>> start

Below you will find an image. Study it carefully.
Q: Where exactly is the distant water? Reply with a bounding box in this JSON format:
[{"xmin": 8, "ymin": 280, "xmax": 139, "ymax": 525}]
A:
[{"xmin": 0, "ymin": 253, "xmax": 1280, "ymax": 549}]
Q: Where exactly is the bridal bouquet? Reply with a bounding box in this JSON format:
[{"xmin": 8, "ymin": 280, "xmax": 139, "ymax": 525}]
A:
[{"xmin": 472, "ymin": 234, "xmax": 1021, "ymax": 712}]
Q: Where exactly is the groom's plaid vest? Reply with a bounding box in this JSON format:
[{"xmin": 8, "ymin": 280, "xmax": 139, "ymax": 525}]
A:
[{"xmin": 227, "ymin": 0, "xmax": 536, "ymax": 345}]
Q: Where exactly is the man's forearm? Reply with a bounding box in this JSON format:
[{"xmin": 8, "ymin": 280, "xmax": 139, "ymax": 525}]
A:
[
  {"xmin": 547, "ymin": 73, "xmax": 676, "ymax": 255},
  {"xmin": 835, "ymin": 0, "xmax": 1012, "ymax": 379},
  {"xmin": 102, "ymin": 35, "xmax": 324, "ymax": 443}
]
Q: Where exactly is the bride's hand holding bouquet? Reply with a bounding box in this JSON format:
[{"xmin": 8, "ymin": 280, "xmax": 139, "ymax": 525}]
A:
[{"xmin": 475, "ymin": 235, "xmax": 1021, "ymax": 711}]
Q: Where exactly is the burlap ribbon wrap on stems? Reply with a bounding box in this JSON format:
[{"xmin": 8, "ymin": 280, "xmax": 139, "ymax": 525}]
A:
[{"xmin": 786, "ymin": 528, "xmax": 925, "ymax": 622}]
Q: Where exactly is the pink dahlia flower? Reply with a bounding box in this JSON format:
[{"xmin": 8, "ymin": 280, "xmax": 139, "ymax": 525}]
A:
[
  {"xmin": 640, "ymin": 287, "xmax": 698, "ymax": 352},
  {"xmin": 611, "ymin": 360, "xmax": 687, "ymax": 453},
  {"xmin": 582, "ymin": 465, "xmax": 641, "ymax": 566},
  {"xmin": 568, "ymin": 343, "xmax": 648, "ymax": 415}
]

>> end

> _Aim of the task_: Please say how many lines of the listing above contain the word "bounding", and reply with the number alone.

> _Exercise solution_: 7